EXERCISE INSTRUCTIONS ::
Please return the whole listing exactly.

DATA SECTION ::
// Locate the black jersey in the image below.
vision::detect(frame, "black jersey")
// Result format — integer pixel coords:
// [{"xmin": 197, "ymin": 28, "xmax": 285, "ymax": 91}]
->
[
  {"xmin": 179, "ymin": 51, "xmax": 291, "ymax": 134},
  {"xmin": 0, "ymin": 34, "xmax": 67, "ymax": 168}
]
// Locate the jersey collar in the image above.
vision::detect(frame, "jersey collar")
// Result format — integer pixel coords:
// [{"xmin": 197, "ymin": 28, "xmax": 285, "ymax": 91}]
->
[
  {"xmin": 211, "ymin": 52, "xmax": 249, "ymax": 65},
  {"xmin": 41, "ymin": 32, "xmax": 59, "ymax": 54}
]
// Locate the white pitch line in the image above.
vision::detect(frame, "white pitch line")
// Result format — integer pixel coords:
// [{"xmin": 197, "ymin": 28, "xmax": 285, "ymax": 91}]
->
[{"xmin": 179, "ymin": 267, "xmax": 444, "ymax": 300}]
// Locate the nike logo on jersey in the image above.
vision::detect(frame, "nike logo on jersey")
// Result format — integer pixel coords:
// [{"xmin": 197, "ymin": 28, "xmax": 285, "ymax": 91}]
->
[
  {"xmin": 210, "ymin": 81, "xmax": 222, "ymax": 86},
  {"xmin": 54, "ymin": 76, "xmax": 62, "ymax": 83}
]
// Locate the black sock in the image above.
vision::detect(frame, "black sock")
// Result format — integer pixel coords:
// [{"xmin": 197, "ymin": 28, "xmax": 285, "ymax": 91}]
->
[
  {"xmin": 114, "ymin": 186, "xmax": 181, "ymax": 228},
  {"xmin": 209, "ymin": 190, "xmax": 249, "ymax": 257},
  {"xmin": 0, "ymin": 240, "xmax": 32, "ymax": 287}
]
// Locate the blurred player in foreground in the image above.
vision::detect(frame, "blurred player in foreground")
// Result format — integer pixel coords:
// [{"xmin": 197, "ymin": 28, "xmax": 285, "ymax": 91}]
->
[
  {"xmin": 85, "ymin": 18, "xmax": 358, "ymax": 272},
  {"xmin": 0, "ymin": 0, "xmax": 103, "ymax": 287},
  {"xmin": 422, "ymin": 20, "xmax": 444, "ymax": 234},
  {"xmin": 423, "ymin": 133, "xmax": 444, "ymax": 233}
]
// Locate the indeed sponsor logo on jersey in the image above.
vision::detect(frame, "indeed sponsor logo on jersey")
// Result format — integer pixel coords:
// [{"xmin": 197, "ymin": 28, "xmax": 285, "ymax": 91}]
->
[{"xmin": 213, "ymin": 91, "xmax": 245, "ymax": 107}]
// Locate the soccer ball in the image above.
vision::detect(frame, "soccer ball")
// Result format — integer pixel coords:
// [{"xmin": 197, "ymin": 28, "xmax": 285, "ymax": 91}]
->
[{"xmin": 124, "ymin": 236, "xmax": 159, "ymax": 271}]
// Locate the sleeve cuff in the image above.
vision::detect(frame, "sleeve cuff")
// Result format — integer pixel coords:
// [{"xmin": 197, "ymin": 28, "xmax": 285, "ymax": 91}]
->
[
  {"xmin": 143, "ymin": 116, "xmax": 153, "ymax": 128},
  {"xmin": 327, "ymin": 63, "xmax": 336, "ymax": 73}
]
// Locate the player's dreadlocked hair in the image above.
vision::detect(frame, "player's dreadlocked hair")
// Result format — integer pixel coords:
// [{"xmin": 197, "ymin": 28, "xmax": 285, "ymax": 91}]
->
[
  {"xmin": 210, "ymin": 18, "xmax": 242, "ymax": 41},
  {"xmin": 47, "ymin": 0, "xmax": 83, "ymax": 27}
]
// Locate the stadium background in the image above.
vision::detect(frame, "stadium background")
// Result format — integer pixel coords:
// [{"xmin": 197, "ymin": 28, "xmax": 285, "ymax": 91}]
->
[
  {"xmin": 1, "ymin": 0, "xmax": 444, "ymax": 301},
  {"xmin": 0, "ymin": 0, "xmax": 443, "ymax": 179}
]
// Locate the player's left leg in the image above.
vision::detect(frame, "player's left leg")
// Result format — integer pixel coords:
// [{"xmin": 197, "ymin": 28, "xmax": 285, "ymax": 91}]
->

SOLUTION FOR THIS TASK ::
// Locate the black jersey in the image below.
vision::detect(frame, "black jersey")
// Result format — integer pixel coords:
// [{"xmin": 197, "ymin": 28, "xmax": 285, "ymax": 91}]
->
[
  {"xmin": 179, "ymin": 51, "xmax": 291, "ymax": 134},
  {"xmin": 0, "ymin": 34, "xmax": 67, "ymax": 168}
]
// Locate the jersey collar in the image above.
vision::detect(frame, "jersey collar")
// Result format — integer pixel coords:
// [{"xmin": 197, "ymin": 28, "xmax": 285, "ymax": 91}]
->
[
  {"xmin": 211, "ymin": 52, "xmax": 249, "ymax": 65},
  {"xmin": 41, "ymin": 32, "xmax": 59, "ymax": 54}
]
// Locate the white pitch line in the image above.
vision::detect(frame, "white pitch line")
// Result format — integer pixel coords:
// [{"xmin": 197, "ymin": 28, "xmax": 285, "ymax": 91}]
->
[{"xmin": 179, "ymin": 267, "xmax": 444, "ymax": 300}]
// Locate the nike logo on jersey in the image above.
vision::detect(frame, "nike logo on jersey")
// Result format — integer pixel coords:
// [{"xmin": 197, "ymin": 28, "xmax": 285, "ymax": 91}]
->
[
  {"xmin": 210, "ymin": 81, "xmax": 222, "ymax": 86},
  {"xmin": 54, "ymin": 76, "xmax": 62, "ymax": 83}
]
// Locate the black sock in the image above.
vision::detect(frame, "black sock")
// Result format — integer pixel coords:
// [{"xmin": 197, "ymin": 28, "xmax": 285, "ymax": 91}]
->
[
  {"xmin": 114, "ymin": 186, "xmax": 181, "ymax": 228},
  {"xmin": 209, "ymin": 190, "xmax": 249, "ymax": 257},
  {"xmin": 0, "ymin": 240, "xmax": 32, "ymax": 287}
]
// Locate the blurred player in foreground in the image above.
vision::detect(frame, "blurred player in foreground")
// Result format — integer pixel coords:
// [{"xmin": 197, "ymin": 28, "xmax": 285, "ymax": 91}]
->
[
  {"xmin": 85, "ymin": 18, "xmax": 358, "ymax": 272},
  {"xmin": 0, "ymin": 0, "xmax": 103, "ymax": 287},
  {"xmin": 422, "ymin": 20, "xmax": 444, "ymax": 234},
  {"xmin": 423, "ymin": 133, "xmax": 444, "ymax": 233}
]
// Locate the indeed sponsor logo on jersey in the image above.
vision::detect(frame, "indeed sponsor logo on jersey")
// Result format — integer pixel coords:
// [{"xmin": 197, "ymin": 28, "xmax": 285, "ymax": 91}]
->
[{"xmin": 213, "ymin": 91, "xmax": 245, "ymax": 107}]
// Locate the soccer ball in the image above.
vision::detect(frame, "soccer ball")
// Result format — integer pixel coords:
// [{"xmin": 197, "ymin": 28, "xmax": 285, "ymax": 91}]
->
[{"xmin": 124, "ymin": 236, "xmax": 159, "ymax": 271}]
// Locate the sleeve cuff in the image above.
vision::detect(frame, "sleeve cuff")
// Result format — integer pixel coords:
// [{"xmin": 197, "ymin": 28, "xmax": 285, "ymax": 91}]
->
[
  {"xmin": 143, "ymin": 116, "xmax": 153, "ymax": 128},
  {"xmin": 327, "ymin": 63, "xmax": 336, "ymax": 73}
]
// Locate the player's dreadlocked hair in the image above.
vision::detect(frame, "player's dreadlocked hair")
// Result format — integer pixel coords:
// [{"xmin": 197, "ymin": 28, "xmax": 285, "ymax": 91}]
->
[
  {"xmin": 210, "ymin": 18, "xmax": 242, "ymax": 41},
  {"xmin": 47, "ymin": 0, "xmax": 83, "ymax": 27}
]
// Locate the stadium background in the image above.
vision::detect(frame, "stadium background")
// Result format — integer pixel coords:
// [{"xmin": 197, "ymin": 28, "xmax": 285, "ymax": 91}]
->
[
  {"xmin": 1, "ymin": 0, "xmax": 444, "ymax": 301},
  {"xmin": 0, "ymin": 0, "xmax": 443, "ymax": 179}
]
// Locate the player's left leg in the image above.
vision::detect(frame, "player's left leg")
// Result format — integer pixel coords:
// [{"xmin": 197, "ymin": 28, "xmax": 285, "ymax": 91}]
->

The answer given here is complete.